## start SUPPLIED INFORMATION

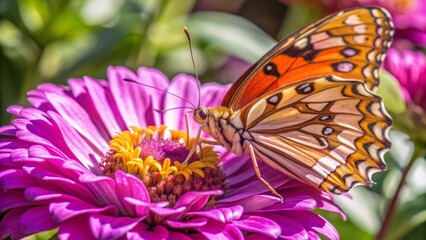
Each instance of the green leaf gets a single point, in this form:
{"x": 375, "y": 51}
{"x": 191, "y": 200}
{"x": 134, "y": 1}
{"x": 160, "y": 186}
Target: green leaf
{"x": 390, "y": 91}
{"x": 231, "y": 34}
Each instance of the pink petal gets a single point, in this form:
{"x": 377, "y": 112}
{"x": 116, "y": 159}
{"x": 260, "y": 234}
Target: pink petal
{"x": 106, "y": 227}
{"x": 260, "y": 225}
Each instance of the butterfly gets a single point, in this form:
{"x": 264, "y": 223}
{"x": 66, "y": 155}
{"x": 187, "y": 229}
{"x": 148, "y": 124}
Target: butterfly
{"x": 308, "y": 108}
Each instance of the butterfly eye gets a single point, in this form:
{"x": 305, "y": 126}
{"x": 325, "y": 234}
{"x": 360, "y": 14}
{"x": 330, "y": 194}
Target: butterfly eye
{"x": 271, "y": 69}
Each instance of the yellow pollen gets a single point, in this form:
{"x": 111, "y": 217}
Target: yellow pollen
{"x": 126, "y": 153}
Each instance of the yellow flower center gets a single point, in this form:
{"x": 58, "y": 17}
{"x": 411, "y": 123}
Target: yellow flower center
{"x": 156, "y": 155}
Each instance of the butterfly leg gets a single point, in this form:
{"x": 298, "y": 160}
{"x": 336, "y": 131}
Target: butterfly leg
{"x": 257, "y": 171}
{"x": 194, "y": 146}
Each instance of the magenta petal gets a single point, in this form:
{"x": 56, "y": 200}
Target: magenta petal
{"x": 43, "y": 220}
{"x": 130, "y": 98}
{"x": 15, "y": 110}
{"x": 75, "y": 228}
{"x": 62, "y": 211}
{"x": 143, "y": 231}
{"x": 251, "y": 203}
{"x": 290, "y": 229}
{"x": 216, "y": 230}
{"x": 9, "y": 226}
{"x": 12, "y": 199}
{"x": 315, "y": 223}
{"x": 260, "y": 225}
{"x": 194, "y": 201}
{"x": 100, "y": 96}
{"x": 130, "y": 186}
{"x": 8, "y": 130}
{"x": 221, "y": 214}
{"x": 76, "y": 144}
{"x": 106, "y": 227}
{"x": 187, "y": 87}
{"x": 178, "y": 235}
{"x": 78, "y": 118}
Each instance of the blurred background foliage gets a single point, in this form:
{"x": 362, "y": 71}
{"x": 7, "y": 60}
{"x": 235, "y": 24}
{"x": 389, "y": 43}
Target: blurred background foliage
{"x": 50, "y": 41}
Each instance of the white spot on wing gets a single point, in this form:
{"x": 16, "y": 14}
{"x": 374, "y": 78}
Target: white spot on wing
{"x": 352, "y": 20}
{"x": 360, "y": 28}
{"x": 302, "y": 43}
{"x": 359, "y": 39}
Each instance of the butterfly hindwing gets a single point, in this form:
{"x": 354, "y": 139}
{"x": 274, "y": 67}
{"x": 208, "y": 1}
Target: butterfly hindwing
{"x": 350, "y": 44}
{"x": 326, "y": 131}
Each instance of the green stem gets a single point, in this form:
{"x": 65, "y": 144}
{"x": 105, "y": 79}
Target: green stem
{"x": 392, "y": 207}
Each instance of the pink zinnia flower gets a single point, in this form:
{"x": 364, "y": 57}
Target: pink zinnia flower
{"x": 95, "y": 160}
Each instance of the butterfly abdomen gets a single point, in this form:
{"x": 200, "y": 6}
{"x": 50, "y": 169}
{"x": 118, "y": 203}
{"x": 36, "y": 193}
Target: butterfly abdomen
{"x": 220, "y": 126}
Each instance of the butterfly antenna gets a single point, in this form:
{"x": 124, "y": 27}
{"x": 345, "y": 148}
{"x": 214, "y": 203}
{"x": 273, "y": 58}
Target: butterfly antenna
{"x": 159, "y": 89}
{"x": 166, "y": 110}
{"x": 186, "y": 30}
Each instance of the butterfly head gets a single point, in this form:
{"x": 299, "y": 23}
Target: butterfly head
{"x": 201, "y": 115}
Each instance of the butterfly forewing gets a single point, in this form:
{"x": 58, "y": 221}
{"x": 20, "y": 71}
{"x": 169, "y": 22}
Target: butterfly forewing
{"x": 350, "y": 44}
{"x": 326, "y": 131}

## end SUPPLIED INFORMATION

## TASK DIRECTIONS
Transcribe the listing in full and omit the pictures.

## ANSWER TO THE EXERCISE
Each instance of the green leaf gets a single point, in this form:
{"x": 375, "y": 51}
{"x": 191, "y": 200}
{"x": 134, "y": 1}
{"x": 160, "y": 186}
Target: green leaf
{"x": 390, "y": 91}
{"x": 231, "y": 34}
Each instance of the pink petal gets a single point, in this form:
{"x": 377, "y": 112}
{"x": 116, "y": 159}
{"x": 260, "y": 234}
Target: pink petal
{"x": 106, "y": 227}
{"x": 260, "y": 225}
Each instance of the butterfly gets a single point, in this form:
{"x": 264, "y": 223}
{"x": 66, "y": 155}
{"x": 187, "y": 229}
{"x": 148, "y": 124}
Target: butterfly
{"x": 308, "y": 108}
Each instance of the butterfly eye gets a single point, in this form:
{"x": 305, "y": 126}
{"x": 325, "y": 234}
{"x": 360, "y": 14}
{"x": 330, "y": 194}
Target: butterfly eye
{"x": 271, "y": 69}
Each instance of the yellow pollen gets a single point, in this form:
{"x": 111, "y": 217}
Target: yellow pollen
{"x": 126, "y": 153}
Each instance of the yellow flower center gets a single point, in this form:
{"x": 58, "y": 17}
{"x": 411, "y": 123}
Target: yellow flower center
{"x": 156, "y": 155}
Each instance of the butterfly leg gets a single point, in this form:
{"x": 298, "y": 160}
{"x": 336, "y": 131}
Target: butterfly leg
{"x": 257, "y": 171}
{"x": 194, "y": 146}
Each instance of the magenta petal gets a single point, in this form:
{"x": 56, "y": 200}
Target: magenta petal
{"x": 43, "y": 220}
{"x": 130, "y": 98}
{"x": 15, "y": 110}
{"x": 75, "y": 228}
{"x": 62, "y": 211}
{"x": 143, "y": 231}
{"x": 251, "y": 203}
{"x": 290, "y": 229}
{"x": 216, "y": 230}
{"x": 9, "y": 226}
{"x": 12, "y": 199}
{"x": 315, "y": 223}
{"x": 260, "y": 225}
{"x": 194, "y": 201}
{"x": 100, "y": 96}
{"x": 130, "y": 186}
{"x": 8, "y": 130}
{"x": 221, "y": 214}
{"x": 76, "y": 144}
{"x": 106, "y": 227}
{"x": 187, "y": 87}
{"x": 178, "y": 235}
{"x": 78, "y": 118}
Each instance of the blurred background foliage gets a single point, in this form:
{"x": 362, "y": 71}
{"x": 7, "y": 60}
{"x": 235, "y": 24}
{"x": 389, "y": 43}
Target: blurred background foliage
{"x": 50, "y": 41}
Each instance of the white spot on wing gets a single point, in this form:
{"x": 16, "y": 14}
{"x": 374, "y": 78}
Target: white spot on wing
{"x": 352, "y": 20}
{"x": 360, "y": 28}
{"x": 302, "y": 43}
{"x": 359, "y": 39}
Each instance of the butterfly hindwing gets a single point, in this form:
{"x": 354, "y": 139}
{"x": 274, "y": 67}
{"x": 208, "y": 1}
Target: butterfly hindwing
{"x": 350, "y": 44}
{"x": 326, "y": 131}
Each instance of the green stem gets a single point, in this form:
{"x": 65, "y": 144}
{"x": 105, "y": 79}
Target: green stem
{"x": 392, "y": 207}
Each instance of the pink zinnia flower gets a single point, in this form:
{"x": 364, "y": 57}
Target: pink zinnia flower
{"x": 95, "y": 160}
Each instance of the butterfly abdomen gets a single point, in this form:
{"x": 200, "y": 6}
{"x": 50, "y": 169}
{"x": 118, "y": 203}
{"x": 36, "y": 193}
Target: butterfly abdomen
{"x": 220, "y": 126}
Each instance of the butterfly antenna gets a single point, in this form:
{"x": 124, "y": 27}
{"x": 345, "y": 148}
{"x": 214, "y": 203}
{"x": 273, "y": 58}
Target: butterfly antenna
{"x": 159, "y": 89}
{"x": 166, "y": 110}
{"x": 186, "y": 30}
Each instance of the butterfly head gets a single point, in this form:
{"x": 299, "y": 23}
Target: butterfly head
{"x": 201, "y": 115}
Each instance of the butterfly forewing gets a single point, in this form:
{"x": 58, "y": 221}
{"x": 20, "y": 71}
{"x": 169, "y": 22}
Target: butterfly forewing
{"x": 350, "y": 44}
{"x": 326, "y": 131}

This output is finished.